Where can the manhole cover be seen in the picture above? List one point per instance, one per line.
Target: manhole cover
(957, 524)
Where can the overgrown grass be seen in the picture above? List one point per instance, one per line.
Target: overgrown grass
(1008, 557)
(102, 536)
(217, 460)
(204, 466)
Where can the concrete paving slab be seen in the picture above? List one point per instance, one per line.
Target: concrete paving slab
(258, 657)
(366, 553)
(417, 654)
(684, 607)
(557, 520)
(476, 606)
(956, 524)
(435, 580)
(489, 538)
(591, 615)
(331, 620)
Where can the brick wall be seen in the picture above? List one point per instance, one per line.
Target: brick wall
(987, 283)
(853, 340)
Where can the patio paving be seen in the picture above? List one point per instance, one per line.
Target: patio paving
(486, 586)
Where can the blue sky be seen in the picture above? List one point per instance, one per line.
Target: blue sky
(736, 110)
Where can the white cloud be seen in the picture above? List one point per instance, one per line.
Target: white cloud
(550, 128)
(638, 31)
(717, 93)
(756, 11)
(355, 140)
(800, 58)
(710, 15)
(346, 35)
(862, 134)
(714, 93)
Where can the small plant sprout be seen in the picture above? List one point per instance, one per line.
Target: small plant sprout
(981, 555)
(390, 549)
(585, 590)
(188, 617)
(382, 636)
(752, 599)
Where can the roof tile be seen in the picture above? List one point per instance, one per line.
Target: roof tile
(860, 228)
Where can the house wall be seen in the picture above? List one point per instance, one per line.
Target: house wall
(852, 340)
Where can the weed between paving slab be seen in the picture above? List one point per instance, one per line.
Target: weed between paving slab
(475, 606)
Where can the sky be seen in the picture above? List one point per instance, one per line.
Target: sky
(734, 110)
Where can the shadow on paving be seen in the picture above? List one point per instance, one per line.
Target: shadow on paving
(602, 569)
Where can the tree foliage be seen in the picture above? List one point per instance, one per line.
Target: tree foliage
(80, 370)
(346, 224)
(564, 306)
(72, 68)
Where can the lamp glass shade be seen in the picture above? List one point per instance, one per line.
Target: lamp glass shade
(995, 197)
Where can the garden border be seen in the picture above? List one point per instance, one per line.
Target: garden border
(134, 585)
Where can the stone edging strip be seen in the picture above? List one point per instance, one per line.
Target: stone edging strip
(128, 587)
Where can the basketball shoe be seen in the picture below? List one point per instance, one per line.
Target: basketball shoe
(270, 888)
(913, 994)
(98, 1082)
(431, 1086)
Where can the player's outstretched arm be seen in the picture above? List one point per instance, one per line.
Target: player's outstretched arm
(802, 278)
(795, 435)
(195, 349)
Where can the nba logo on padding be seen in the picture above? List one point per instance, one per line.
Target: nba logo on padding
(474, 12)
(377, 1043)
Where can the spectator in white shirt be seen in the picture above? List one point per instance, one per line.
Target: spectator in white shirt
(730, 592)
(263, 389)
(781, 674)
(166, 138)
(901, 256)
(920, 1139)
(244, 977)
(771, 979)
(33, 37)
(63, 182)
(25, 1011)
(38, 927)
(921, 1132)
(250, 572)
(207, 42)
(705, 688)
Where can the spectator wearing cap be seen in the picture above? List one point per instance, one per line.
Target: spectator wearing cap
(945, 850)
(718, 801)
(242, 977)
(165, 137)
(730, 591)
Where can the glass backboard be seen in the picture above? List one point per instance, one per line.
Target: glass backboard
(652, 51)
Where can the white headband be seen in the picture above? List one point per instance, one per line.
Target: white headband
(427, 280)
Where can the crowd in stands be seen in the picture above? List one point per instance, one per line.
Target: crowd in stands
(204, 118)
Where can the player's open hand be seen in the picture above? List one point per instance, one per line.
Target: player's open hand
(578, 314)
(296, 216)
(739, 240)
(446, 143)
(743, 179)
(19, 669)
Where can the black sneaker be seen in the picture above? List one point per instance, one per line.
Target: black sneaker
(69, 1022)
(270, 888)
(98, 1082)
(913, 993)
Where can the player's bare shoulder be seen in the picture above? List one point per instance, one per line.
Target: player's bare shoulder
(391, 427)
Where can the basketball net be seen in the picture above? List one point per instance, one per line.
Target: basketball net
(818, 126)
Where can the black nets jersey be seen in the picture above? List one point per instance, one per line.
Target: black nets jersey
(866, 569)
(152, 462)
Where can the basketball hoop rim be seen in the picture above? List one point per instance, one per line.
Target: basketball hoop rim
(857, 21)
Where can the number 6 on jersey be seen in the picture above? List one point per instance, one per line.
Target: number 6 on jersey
-*-*-
* **Work instructions**:
Repeat only the stretch of lines that opens with the line containing "Where can the spectator wearing" and closes with the final line of the entries, both included, exactly as written.

* **Response to the task**:
Where can the spectator wearing cap be seen in the picture above? List one point per instance, one per line.
Target: spectator wearing cap
(945, 850)
(718, 801)
(242, 977)
(165, 137)
(730, 591)
Where can the glass backboard be seen in the picture above? List one point per instance, one per line.
Target: glass backboard
(652, 51)
Where can the white headband be seen in the picture above? List one point per instance, one per line.
Target: white headband
(427, 280)
Where can the crowd in stands be seen in the picture above? List one point per instance, one per line.
Target: crowd in stands
(204, 118)
Where can the player's open hand be seen in the picture above? List one point per instance, one per line.
Target: player's open hand
(578, 314)
(296, 216)
(739, 240)
(446, 143)
(743, 179)
(19, 669)
Where can the black sneaker be seen in the picture above? List one point per instance, one per line.
Target: black sneaker
(69, 1022)
(270, 888)
(98, 1082)
(913, 993)
Where can the player's bare shoulder be seen in the picture above? List one point per instance, one per line.
Target: player's bare shoulder
(391, 427)
Where can the basketball net be seen in the picture above? List one point per instance, one per line.
Target: basketball net
(818, 126)
Where can the black nets jersey be seen in the picture above? List one point per instance, one per line.
Target: black nets jersey
(866, 569)
(152, 462)
Where can the basketball hoop rim be seen in the picture above? List one point per instance, one per line.
Target: basketball hoop rim
(857, 21)
Where can the number 6 on jersey be seen in the picture above? List one point per instance, one per line.
Target: number 6 on jersey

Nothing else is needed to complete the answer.